■ Trecho selecionado
......
Cinemetria Bidimensional 

 

    Utilizou-se para a análise da flexibilidade dinâmica, a técnica da Cinemetria bidimensional, por meio de dois smartphones da marca Apple nos modelos 6s e 11, com ajuste de foco manual e frequência de 30 quadros por segundo, assim como uma fita métrica, um tripé e um refletor.

 

    O sistema de referência, construído era de 5,7 m², sendo 1,50 metros de largura (x) e 3,80 metros de altura (y). A câmera foi posicionada perpendicular à parede, no centro do sistema de referência com 1,9 metros de altura em relação ao chão e a 7,19 m de distância. O refletor de luz foi posicionado ao lado da câmera para que os marcadores, produzidos com material refletor, que estavam posicionados no corpo dos participantes, fossem melhor destacados nas filmagens.

 

    A parede continha 5 agarras do lado direito e 4 do lado esquerdo, sendo uma final entre as duas. No lado direito, as distâncias estavam assim distribuídas: entre a 1° e a 2° (79 cm), entre a 2° e a 3° (80 cm), entre a 3° e a 4° (111 cm), entre a 4° e a 5° (60 cm). No lado esquerdo, as distâncias estão assim distribuídas: entre a 1° e a 2° (82 cm), entre a 2° e a 3° (140 cm), entre a 3° e a 4° (90 cm).

 

Modelo Biomecânico Anatômico 

 

    Na pele dos participantes do estudo foram fixados 16 marcadores, sendo 8 marcadores na parte superior do corpo e 8 na parte inferior. Na parte superior, os marcadores foram posicionados: no acrômio, na borda inferior da escápula e nos epicôndilos medial e lateral do cotovelo, nos hemicorpos direito e esquerdo. Já na parte inferior, os marcadores foram posicionados, na espinha ilíaca póstero superiora, no trocânter e nos epicôndilos lateral e medial do joelho, também do hemicorpo direito e esquerdo. Os pares de marcadores posicionados no cotovelo e joelho serviram como referência para a determinação do centro articular correspondente.

 

Figura 1. Imagem ilustrativa do Modelo Biomecânico Anatômico

Figura 1. Imagem ilustrativa do Modelo Biomecânico Anatômico

Fonte: Elaboração própria

 

Condição do experimento 

 

    A trajetória (via da escalada) foi idealizada e construída por um Route Setter credenciado, que é um profissional que organiza e constrói as linhas de escalada em ginásios e em campeonatos. A via é construída atendendo a escala RIC, a partir da dificuldade do movimento, sendo composta pelo tamanho da via, inclinação da parede, tipos de agarras e inclusões de movimentos dinâmicos (Godoffe, 2017). Este buscou idealizar uma via cuja capacidade física flexibilidade fosse mais solicitada, definindo uma via de grau 4A. Foram escolhidas agarras cavadas de pega cheia (CruxÒ), para atender tanto aos níveis iniciantes como intermediários. Esse tipo de agarra é a que mais facilita a apreensão manual e o encaixe do pé para a subida. Todos os participantes utilizaram sapatilhas e magnésio nas mãos, para facilitar a sustentação e diminuir o risco de quedas pelo suor.
......
■ Tarefas propostas
**1)** Responda com base no trecho sobre a análise da escalada:
(a) Qual foi a frequência de quadros por segundo usada nas filmagens?
(b) Quantos marcadores foram fixados na parte inferior do corpo dos participantes?
(c) Qual grau foi definido para a via de escalada?
**2)** Prolongue o trecho sobre a análise da escalada a partir do ponto em que ele termina.
O material que vem depois deste trecho provém de outra fonte.

■ Listagem de dados
......
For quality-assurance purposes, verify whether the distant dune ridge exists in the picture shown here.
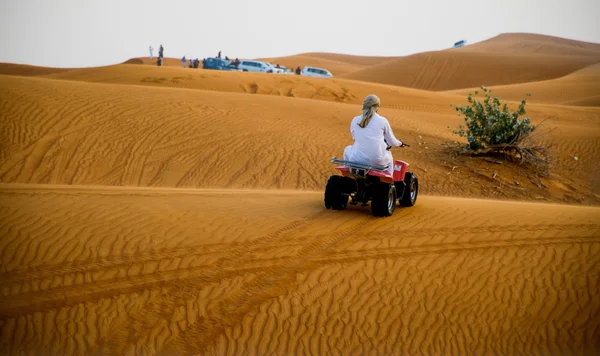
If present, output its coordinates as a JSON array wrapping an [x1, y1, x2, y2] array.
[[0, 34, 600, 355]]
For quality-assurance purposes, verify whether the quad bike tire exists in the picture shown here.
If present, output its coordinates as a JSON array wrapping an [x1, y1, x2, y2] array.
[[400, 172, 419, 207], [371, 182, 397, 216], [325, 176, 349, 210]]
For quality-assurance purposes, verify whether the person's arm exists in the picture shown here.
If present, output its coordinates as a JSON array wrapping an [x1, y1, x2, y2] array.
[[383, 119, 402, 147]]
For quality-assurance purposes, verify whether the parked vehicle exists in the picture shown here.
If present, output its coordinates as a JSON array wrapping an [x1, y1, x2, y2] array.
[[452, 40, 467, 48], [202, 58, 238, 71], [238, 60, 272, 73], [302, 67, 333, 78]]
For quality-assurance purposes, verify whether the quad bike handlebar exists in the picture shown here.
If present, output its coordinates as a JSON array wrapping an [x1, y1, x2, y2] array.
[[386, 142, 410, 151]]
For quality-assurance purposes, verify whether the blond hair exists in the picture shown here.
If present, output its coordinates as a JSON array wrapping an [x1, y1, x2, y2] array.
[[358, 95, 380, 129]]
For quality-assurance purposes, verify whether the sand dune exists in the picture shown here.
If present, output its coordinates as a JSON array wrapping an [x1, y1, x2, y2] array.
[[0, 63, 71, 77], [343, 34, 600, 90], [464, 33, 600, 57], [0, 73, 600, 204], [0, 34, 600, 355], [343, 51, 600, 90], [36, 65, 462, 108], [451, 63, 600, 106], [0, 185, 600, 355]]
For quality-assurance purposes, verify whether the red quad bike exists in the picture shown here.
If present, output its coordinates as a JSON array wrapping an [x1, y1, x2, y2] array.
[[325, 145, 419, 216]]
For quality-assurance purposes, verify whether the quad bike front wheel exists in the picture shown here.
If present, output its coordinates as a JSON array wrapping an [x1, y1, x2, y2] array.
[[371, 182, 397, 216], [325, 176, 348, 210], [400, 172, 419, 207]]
......
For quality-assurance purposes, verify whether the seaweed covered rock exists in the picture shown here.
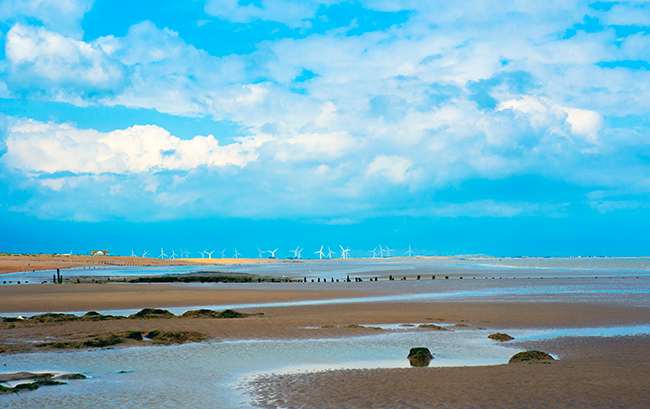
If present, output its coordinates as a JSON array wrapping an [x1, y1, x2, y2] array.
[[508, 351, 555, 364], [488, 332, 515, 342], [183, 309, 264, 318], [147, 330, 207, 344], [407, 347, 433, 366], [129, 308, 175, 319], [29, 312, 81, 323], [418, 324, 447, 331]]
......
■ Respostas
**1)**
(a) 30 quadros por segundo.
(b) 8 marcadores.
(c) Grau 4A.

**2)**
    No movimento realizado os escaladores se posicionavam na base da parede para a realização da subida de uma rota fixa. A partir do momento que se posicionavam no começo da via (base da parede) e retiravam os pés do Crash Pad (colchão para amortecer em caso de queda, utilizado obrigatoriamente para a segurança dos participantes) se iniciava o registro da filmagem e finalizava quando o atleta agarrava a última peça (TOP) com as duas mãos, finalizando a avaliação.

 

Edição dos vídeos 

 

    Após o registro das subidas, realizadas de forma efetiva, os vídeos foram editados no programa Adobe Premier para a transformação da extensão dos vídeos de MOV para AVI, para o recorte do movimento a ser analisado e para redução da dimensão da imagem de 1920x1080 para 720x480 pixels.

 

Tratamento de dados 

 

    Após a edição, os vídeos foram submetidos ao programa SkillSpector, para a reconstrução do modelo anatômico bidimensional. Na reconstrução 2D foi gerado um arquivo com os dados das posições das articulações marcadas. O cálculo dos ângulos relativos das articulações de ombro e quadril foram calculados através de funções trigonométricas desenvolvidas em ambiente MATLAB®. Para a articulação do ombro foram construídos dois vetores a partir das coordenadas bidimensionais do acrômio, da borda inferior da escápula e do cotovelo. Para a articulação do quadril foram utilizadas as coordenadas bidimensionais da espinha ilíaca póstero superiora, do trocânter e do joelho.

 

    Em relação ao ombro, o ângulo obtido está entre o braço e o tronco, ou seja, um ângulo interno. Para o quadril, o ângulo obtido é o externo. Uma grande amplitude de ombro representa um maior afastamento do braço em relação ao tronco. Já para o quadril, uma grande amplitude representa uma maior aproximação da coxa ao tronco.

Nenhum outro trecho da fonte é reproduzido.